==== Records shown ====

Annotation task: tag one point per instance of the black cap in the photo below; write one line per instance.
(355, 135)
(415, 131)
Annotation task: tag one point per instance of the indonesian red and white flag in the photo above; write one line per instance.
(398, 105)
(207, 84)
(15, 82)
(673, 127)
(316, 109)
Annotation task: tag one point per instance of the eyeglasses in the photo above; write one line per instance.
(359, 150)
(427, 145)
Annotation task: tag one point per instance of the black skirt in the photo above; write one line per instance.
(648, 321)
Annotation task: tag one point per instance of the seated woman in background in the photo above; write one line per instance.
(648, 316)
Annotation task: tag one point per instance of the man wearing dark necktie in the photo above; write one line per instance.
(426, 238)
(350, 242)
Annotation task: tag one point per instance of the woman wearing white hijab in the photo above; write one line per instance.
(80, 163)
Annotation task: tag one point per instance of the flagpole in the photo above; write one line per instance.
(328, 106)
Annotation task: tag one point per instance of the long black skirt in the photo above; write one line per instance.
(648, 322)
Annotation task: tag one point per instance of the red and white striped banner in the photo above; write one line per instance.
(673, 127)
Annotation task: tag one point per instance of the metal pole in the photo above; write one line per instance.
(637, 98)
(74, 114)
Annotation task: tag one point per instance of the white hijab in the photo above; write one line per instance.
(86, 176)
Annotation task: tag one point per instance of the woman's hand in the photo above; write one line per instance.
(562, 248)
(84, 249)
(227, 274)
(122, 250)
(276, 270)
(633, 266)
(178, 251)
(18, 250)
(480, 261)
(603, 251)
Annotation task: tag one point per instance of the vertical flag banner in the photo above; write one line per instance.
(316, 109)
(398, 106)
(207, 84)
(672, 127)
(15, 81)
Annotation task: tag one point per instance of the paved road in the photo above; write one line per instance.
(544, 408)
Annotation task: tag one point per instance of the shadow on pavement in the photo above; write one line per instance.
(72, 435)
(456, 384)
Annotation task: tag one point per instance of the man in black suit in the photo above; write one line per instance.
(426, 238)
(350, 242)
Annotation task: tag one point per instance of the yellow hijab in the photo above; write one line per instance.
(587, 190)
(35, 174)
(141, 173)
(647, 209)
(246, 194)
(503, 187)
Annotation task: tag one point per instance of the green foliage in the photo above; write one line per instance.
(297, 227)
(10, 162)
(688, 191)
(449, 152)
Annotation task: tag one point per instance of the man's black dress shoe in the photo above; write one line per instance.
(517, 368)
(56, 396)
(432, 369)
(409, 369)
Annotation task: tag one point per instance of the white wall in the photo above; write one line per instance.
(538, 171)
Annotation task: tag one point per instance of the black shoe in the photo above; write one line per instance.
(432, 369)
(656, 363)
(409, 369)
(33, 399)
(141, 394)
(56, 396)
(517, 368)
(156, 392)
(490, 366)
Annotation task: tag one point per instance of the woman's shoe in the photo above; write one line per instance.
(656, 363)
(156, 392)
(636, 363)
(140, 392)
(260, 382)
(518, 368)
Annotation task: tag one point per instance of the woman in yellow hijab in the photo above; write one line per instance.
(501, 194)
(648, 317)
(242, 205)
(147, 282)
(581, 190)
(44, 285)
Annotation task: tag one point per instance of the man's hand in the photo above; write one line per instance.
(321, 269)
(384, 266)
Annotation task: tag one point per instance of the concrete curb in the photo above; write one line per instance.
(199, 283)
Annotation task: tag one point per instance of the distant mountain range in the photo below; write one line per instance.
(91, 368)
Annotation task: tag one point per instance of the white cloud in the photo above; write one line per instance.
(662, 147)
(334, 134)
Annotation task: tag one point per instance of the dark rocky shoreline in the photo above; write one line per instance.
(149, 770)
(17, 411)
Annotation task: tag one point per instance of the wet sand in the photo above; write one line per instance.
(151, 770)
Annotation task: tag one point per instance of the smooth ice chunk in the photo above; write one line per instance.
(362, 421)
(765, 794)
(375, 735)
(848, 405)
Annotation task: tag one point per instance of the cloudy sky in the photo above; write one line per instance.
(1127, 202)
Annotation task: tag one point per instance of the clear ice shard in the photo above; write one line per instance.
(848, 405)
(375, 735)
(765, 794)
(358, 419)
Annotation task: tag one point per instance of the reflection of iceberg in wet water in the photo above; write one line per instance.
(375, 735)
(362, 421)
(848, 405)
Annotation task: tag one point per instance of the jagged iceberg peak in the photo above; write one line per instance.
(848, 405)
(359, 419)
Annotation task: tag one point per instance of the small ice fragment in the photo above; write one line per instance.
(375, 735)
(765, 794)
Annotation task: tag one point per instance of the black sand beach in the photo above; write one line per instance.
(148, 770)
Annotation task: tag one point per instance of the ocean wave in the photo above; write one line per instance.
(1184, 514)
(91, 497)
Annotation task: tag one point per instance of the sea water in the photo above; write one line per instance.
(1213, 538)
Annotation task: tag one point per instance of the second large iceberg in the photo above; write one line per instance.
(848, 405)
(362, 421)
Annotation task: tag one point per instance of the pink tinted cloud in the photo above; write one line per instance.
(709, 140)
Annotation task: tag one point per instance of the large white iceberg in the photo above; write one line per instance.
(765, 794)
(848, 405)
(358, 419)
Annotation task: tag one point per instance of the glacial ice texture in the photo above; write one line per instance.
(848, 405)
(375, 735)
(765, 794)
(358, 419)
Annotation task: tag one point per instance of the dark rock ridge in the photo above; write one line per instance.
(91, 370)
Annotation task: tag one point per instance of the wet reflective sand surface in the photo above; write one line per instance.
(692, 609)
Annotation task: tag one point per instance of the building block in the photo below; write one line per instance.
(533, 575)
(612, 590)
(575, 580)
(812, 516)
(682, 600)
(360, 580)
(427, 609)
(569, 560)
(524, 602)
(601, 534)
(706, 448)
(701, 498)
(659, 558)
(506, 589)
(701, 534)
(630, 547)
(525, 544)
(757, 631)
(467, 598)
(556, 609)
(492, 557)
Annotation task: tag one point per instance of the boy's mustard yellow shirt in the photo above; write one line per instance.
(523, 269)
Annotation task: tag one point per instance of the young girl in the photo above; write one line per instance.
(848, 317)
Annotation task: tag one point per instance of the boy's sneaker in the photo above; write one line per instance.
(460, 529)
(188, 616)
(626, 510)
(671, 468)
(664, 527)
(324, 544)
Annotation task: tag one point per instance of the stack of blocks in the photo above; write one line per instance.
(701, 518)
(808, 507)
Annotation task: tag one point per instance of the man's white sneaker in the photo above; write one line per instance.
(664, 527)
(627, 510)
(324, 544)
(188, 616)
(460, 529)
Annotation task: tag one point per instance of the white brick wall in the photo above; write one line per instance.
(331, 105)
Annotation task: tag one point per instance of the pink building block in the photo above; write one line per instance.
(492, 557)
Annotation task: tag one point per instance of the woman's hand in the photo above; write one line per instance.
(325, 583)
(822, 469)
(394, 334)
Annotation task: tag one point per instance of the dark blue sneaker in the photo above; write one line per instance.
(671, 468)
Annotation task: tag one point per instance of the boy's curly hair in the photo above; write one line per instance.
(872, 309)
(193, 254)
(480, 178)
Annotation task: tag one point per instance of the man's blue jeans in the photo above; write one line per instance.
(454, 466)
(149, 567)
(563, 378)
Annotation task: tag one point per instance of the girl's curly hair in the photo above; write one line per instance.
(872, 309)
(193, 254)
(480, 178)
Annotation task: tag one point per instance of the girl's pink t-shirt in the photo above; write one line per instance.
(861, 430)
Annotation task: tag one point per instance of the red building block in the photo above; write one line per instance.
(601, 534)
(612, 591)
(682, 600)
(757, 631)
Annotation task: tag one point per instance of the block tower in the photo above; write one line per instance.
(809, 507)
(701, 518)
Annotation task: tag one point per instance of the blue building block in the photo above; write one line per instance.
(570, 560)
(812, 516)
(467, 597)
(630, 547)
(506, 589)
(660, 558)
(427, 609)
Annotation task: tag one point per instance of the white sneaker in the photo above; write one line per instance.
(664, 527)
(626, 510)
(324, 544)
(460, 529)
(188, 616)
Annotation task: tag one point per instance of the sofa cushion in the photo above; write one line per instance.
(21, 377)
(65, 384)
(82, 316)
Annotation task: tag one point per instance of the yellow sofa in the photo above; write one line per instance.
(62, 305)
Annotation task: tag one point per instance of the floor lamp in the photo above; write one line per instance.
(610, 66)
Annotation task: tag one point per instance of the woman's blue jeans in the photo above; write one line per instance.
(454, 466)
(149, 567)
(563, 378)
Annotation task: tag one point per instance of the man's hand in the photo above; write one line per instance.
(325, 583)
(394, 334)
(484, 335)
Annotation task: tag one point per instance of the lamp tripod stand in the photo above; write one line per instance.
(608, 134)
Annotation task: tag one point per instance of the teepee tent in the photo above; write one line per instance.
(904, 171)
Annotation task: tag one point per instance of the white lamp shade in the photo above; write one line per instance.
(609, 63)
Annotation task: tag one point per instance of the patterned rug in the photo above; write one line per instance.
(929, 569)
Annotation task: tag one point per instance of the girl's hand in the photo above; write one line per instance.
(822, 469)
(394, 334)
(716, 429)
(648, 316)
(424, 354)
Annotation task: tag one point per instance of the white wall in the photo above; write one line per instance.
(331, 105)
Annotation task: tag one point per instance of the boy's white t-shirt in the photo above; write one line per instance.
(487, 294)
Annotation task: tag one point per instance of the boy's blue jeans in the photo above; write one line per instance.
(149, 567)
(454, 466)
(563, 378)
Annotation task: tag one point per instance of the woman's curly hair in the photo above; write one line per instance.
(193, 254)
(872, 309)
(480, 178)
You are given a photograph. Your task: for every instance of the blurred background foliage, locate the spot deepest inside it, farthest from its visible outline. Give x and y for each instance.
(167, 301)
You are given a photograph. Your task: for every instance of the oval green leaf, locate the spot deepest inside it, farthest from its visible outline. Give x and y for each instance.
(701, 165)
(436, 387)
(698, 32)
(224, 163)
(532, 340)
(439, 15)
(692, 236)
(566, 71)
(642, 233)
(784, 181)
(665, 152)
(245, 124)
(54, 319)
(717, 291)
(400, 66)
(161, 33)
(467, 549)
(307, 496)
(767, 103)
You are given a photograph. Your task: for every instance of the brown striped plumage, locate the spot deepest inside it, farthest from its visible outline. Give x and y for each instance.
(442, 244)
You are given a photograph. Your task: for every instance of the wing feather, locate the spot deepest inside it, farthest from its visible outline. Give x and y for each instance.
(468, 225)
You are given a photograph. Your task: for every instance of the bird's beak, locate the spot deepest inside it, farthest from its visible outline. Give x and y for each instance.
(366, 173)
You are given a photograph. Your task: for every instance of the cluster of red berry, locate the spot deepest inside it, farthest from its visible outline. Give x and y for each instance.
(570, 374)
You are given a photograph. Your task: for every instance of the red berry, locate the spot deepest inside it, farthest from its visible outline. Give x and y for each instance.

====

Exercise details ▸
Begin with the line containing "Annotation task: tag one point per instance of the woman's curly" and repeat each line exactly until the records above end.

Written response ▸
Annotation task: tag one point per instance of the woman's curly hair in the photo above; write one line per instance.
(193, 254)
(872, 309)
(480, 178)
You are given a photograph. Your task: for every instance of the blurred background foliage, locate the spot deepest inside it, farthest from its visible outline. Give x and y for each instance.
(167, 301)
You are given a photograph. Your task: for every instance of the oval green leaf, locate the spot deepest inside it, farthest from its visible outline. Give x and y for each instance.
(701, 165)
(436, 387)
(698, 32)
(224, 163)
(532, 340)
(439, 15)
(692, 236)
(566, 71)
(642, 233)
(784, 181)
(665, 152)
(245, 124)
(54, 319)
(717, 291)
(400, 66)
(161, 33)
(467, 549)
(307, 496)
(767, 103)
You are given a photograph. Your task: for every instance of the brown striped plumage, locate the spot deepest inside it, farthest from its visible outline. Give x and y for each instance.
(442, 244)
You are given a photograph. Your task: for every instance of the wing feather, locate the spot deepest inside it, farthest from its visible outline. Give x and y for each instance.
(468, 225)
You are given a photograph. Your task: for every instance of the bird's beak, locate the spot deepest inside it, farthest from its visible outline. Give x and y for each instance.
(366, 173)
You are given a photograph. Your task: for every instance of the cluster of red berry, locate the spot deepest inside it, farthest from its visible outline. Give x and y for each instance.
(570, 374)
You are given a photograph. Your task: for every instance of the red berry, locate the spot deepest inside it, farthest from its visible outline. Give x and y for each instance.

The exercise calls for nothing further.